**Doelstellingen**
(1) Vat het fragment over de hofuitspraak samen in twee zinnen.
(2) Werk het fragment over de hofuitspraak bij door het deel tussen "Hof Arnhem-Leeuwarden, 05-09-2017, nr." en "05‑09‑2017; (Mondelinge uitspraak)", beide inbegrepen, opnieuw weer te geven. Zet daarin "Gerecht" in de plaats van "Instantie".
(3) Geef het vervolg van het fragment over de hofuitspraak, aansluitend op de laatste regel ervan.

**Leesfragment**
————————
Hof Arnhem-Leeuwarden, 05-09-2017, nr. 200.220.221/01
ECLI:NL:GHARL:2017:7986
- Instantie
Hof Arnhem-Leeuwarden
- Datum
05-09-2017
- Zaaknummer
200.220.221/01
- Vakgebied(en)
Civiel recht algemeen (V)
- Brondocumenten en formele relaties
ECLI:NL:GHARL:2017:7986, Uitspraak, Hof Arnhem-Leeuwarden, 05‑09‑2017; (Mondelinge uitspraak)
- Vindplaatsen
Uitspraak 05‑09‑2017
Inhoudsindicatie
Mondelinge uitspraak ex. art. 30p Rv. in appel.
GERECHTSHOF ARNHEM-LEEUWARDEN
locatie Leeuwarden
afdeling civiel recht, handel
zaaknummer gerechtshof 200.220.221/01
(zaaknummer rechtbank Noord-Nederland C/17/155728 / KG ZA 17/164)
————————
**Vastgelegde gegevens**
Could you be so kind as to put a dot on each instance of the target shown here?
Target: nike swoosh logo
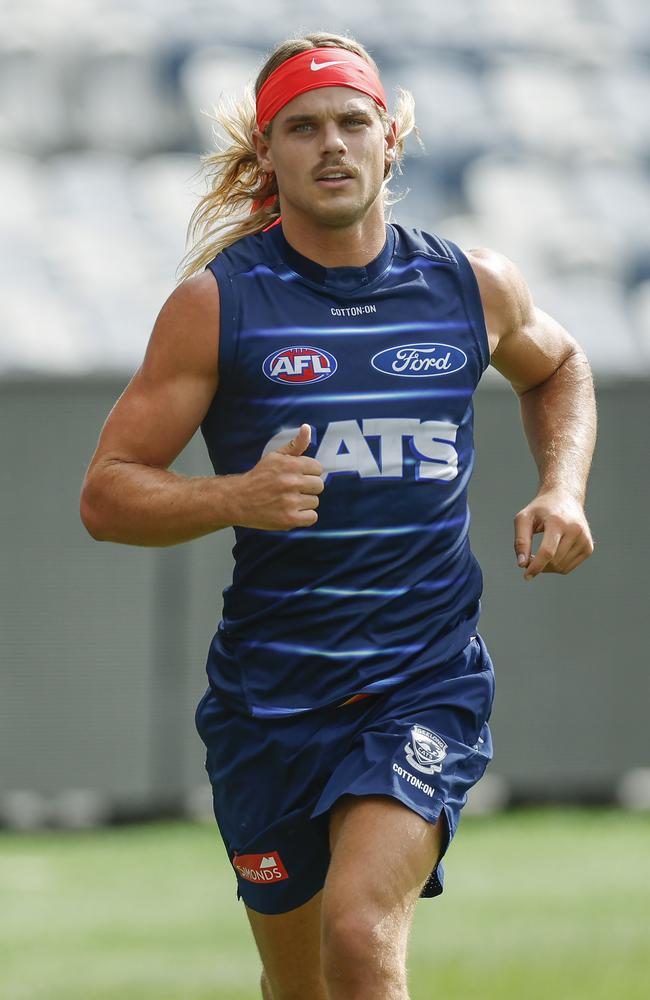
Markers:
————————
**Antwoorden oefening**
(1) Het fragment geeft de gegevens van een uitspraak van het Hof Arnhem-Leeuwarden van 05-09-2017 met zaaknummer 200.220.221/01 op het vakgebied civiel recht algemeen. Het gaat om een mondelinge uitspraak in appel op grond van art. 30p Rv. van de afdeling civiel recht, handel, locatie Leeuwarden, in een zaak die bij de rechtbank Noord-Nederland het zaaknummer C/17/155728 / KG ZA 17/164 had.

(2)
Hof Arnhem-Leeuwarden, 05-09-2017, nr. 200.220.221/01
ECLI:NL:GHARL:2017:7986
- Gerecht
Hof Arnhem-Leeuwarden
- Datum
05-09-2017
- Zaaknummer
200.220.221/01
- Vakgebied(en)
Civiel recht algemeen (V)
- Brondocumenten en formele relaties
ECLI:NL:GHARL:2017:7986, Uitspraak, Hof Arnhem-Leeuwarden, 05‑09‑2017; (Mondelinge uitspraak)

(3)
proces-verbaal van uitspraak als bedoeld in artikel 30p Wetboek van Burgerlijke Rechtsvordering
Proces-verbaal van de openbare terechtzitting van het gerechtshof Arnhem-Leeuwarden, locatie Leeuwarden, van 5 september 2017, waar zitting hadden mr. J.D.S.L. Bosch, voorzitter, mr. W. Breemhaar en mr. M.W. Zandbergen, leden, bijgestaan door D.E. Thiescheffer, griffier,
in de zaak van:
[appellant] ,
wonende te [A] ,
appellant,
in eerste aanleg: eiser,
hierna: de man,
advocaat: mr. H. Zobuoglu, kantoorhoudend te Amsterdam,
tegen
[geïntimeerde] ,
wonende te [B] ,
geïntimeerde,
in eerste aanleg: gedaagde,
hierna: de vrouw,
advocaat: mr. N. Nuwenhoud, kantoorhoudend te Amsterdam.
Verschenen zijn:
- [appellant] in persoon, bijgestaan door mr. H. Zobuoglu, voornoemd;
- [geïntimeerde] in persoon, bijgestaan door mr. N. Nuwenhoud, voornoemd.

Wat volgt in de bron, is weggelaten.